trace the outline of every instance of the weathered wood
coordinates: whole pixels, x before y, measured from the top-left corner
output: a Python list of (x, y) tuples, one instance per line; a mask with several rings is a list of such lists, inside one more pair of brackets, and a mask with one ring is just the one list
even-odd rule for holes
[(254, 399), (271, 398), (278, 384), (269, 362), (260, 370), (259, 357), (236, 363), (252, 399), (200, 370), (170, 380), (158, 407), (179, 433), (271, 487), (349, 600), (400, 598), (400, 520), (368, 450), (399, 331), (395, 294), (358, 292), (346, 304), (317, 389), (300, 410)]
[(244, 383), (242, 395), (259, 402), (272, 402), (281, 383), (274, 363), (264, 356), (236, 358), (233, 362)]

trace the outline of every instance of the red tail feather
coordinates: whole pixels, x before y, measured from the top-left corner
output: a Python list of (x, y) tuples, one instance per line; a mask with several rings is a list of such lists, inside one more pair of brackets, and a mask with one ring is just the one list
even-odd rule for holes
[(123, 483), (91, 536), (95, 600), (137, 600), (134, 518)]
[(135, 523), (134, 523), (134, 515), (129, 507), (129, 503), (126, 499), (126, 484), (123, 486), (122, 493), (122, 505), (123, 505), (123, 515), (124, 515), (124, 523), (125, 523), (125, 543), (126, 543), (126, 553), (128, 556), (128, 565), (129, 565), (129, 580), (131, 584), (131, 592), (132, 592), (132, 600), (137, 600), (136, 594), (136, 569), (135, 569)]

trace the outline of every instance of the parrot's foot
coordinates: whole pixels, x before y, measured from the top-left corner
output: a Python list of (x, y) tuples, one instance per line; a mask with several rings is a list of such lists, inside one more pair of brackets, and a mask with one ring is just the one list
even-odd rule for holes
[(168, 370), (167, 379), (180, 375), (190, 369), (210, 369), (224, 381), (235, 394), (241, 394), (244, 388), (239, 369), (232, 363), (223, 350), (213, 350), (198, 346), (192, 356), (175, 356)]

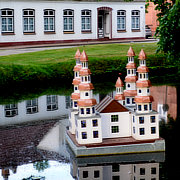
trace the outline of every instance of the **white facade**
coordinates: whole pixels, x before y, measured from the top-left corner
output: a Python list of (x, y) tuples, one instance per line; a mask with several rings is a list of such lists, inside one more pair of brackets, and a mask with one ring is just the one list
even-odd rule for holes
[[(67, 9), (72, 10), (72, 13), (63, 14)], [(6, 0), (0, 1), (0, 10), (2, 45), (15, 42), (145, 37), (143, 0), (135, 2)], [(52, 10), (52, 13), (48, 15), (44, 10)], [(88, 10), (88, 13), (82, 10)], [(66, 22), (71, 25), (65, 24)]]

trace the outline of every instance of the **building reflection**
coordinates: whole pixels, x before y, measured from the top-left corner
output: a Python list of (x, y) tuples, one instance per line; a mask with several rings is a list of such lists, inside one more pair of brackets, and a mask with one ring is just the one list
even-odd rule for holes
[(159, 164), (164, 157), (164, 153), (146, 153), (105, 156), (99, 160), (71, 158), (71, 175), (77, 180), (159, 180)]

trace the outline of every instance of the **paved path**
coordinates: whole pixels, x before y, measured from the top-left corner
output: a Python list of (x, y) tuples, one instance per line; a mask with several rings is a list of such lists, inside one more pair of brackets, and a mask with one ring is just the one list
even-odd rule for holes
[(157, 42), (155, 39), (139, 39), (139, 40), (109, 40), (109, 41), (88, 41), (88, 42), (77, 42), (77, 43), (59, 43), (59, 44), (42, 44), (42, 45), (26, 45), (26, 46), (10, 46), (0, 47), (0, 56), (7, 56), (12, 54), (23, 54), (29, 52), (44, 51), (50, 49), (62, 49), (72, 48), (82, 45), (93, 45), (93, 44), (112, 44), (112, 43), (153, 43)]

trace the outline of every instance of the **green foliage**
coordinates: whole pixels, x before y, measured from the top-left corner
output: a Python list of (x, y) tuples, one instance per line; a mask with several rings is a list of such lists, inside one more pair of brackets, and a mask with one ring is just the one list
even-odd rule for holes
[(33, 163), (33, 167), (38, 170), (38, 172), (41, 172), (49, 168), (49, 162), (48, 160), (37, 161)]

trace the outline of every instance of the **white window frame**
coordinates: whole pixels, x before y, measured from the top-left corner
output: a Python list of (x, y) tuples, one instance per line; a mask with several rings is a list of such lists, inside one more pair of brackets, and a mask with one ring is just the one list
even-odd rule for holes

- - - - - - -

PROBLEM DESCRIPTION —
Please transcribe the whole listing above exactly, with the images left out.

WRITTEN SOLUTION —
trace the outline of every instance of the weathered wood
coordinates: whole pixels, x before y, measured from the top-left corner
output: a Python list of (x, y) tuples, one instance per line; a mask with several rings is a list of such lists, inside one more pair of brackets, and a mask with one ring is just the one list
even-odd rule for holes
[(254, 399), (271, 398), (278, 384), (269, 362), (260, 370), (259, 357), (236, 363), (252, 399), (200, 370), (170, 380), (158, 407), (179, 433), (271, 487), (349, 600), (400, 598), (400, 520), (368, 450), (399, 331), (395, 294), (358, 292), (346, 304), (317, 389), (300, 410)]
[(244, 383), (242, 395), (259, 402), (272, 402), (281, 383), (274, 363), (264, 356), (236, 358), (233, 362)]

trace the outline of every instance of the red tail feather
coordinates: whole pixels, x before y, measured from the top-left corner
output: a Python list of (x, y) tuples, one instance per line; a mask with several rings is a list of such lists, inside one more pair of brackets, and a mask with one ring is just the one list
even-odd rule for holes
[(123, 483), (91, 536), (95, 600), (137, 600), (134, 518)]
[(135, 523), (134, 523), (134, 515), (129, 507), (129, 503), (126, 499), (126, 484), (123, 486), (122, 493), (122, 505), (123, 505), (123, 515), (124, 515), (124, 523), (125, 523), (125, 543), (126, 543), (126, 553), (128, 556), (128, 565), (129, 565), (129, 580), (131, 584), (131, 592), (132, 592), (132, 600), (137, 600), (136, 594), (136, 569), (135, 569)]

trace the outline of every instance of the parrot's foot
coordinates: whole pixels, x before y, measured from the top-left corner
output: a Python list of (x, y) tuples, one instance per line; a mask with several rings is a list of such lists, inside one more pair of brackets, and a mask with one ring is just the one list
even-odd rule for holes
[(168, 370), (167, 379), (180, 375), (190, 369), (210, 369), (224, 381), (235, 394), (241, 394), (244, 388), (239, 369), (232, 363), (223, 350), (213, 350), (198, 346), (192, 356), (175, 356)]

trace the outline of every instance of the **white facade**
coordinates: whole pixels, x before y, measured from the top-left corner
output: a Python list of (x, y) tuples, one instance per line; a mask with several rings is a list of such lists, inside one more pair of brackets, and a mask with one ring is just the one list
even-odd rule for holes
[[(67, 9), (72, 10), (72, 13), (63, 14)], [(6, 0), (0, 1), (0, 10), (2, 45), (15, 42), (145, 37), (143, 0), (135, 2)], [(52, 10), (52, 13), (48, 15), (44, 10)], [(88, 10), (88, 13), (82, 10)], [(66, 22), (71, 25), (65, 24)]]

trace the outline of every instance of the **building reflection**
coordinates: whole pixels, x before y, measured from the top-left corner
output: a Python list of (x, y) tuples, one instance per line; a mask with several rings is a list of such lists, inside one more pair of brackets, and a mask with one ring is just the one list
even-odd rule for holes
[(159, 164), (164, 157), (164, 153), (146, 153), (105, 156), (99, 160), (71, 158), (71, 175), (77, 180), (159, 180)]

trace the outline of every instance of the **paved path**
coordinates: whole pixels, x before y, measured from the top-left corner
output: a Python list of (x, y) tuples, one instance per line; a mask with several rings is a list of such lists, inside one more pair of brackets, and a mask with one ring is just the one list
even-odd rule for holes
[(157, 42), (155, 39), (139, 39), (139, 40), (109, 40), (109, 41), (88, 41), (88, 42), (77, 42), (77, 43), (59, 43), (59, 44), (42, 44), (42, 45), (26, 45), (26, 46), (10, 46), (0, 47), (0, 56), (7, 56), (12, 54), (23, 54), (29, 52), (44, 51), (50, 49), (62, 49), (72, 48), (82, 45), (93, 45), (93, 44), (112, 44), (112, 43), (153, 43)]

trace the outline of every instance of the **green foliage**
coordinates: whole pixels, x before y, measured from the top-left corner
output: a Python list of (x, y) tuples, one instance per line; a mask with several rings is a list of such lists, inside one more pair of brackets, and a mask with one ring is just the one list
even-odd rule for holes
[(33, 163), (33, 167), (38, 170), (38, 172), (41, 172), (49, 168), (49, 162), (48, 160), (37, 161)]

trace the outline of every instance of the **white window frame**
coordinates: whole pixels, x before y, measured from the top-left corner
output: a Python list of (x, y) tuples, one instance per line; a mask with several rings is a list of such lists, inside one more pair of brackets, and a mask with one ring is just the one list
even-odd rule for holes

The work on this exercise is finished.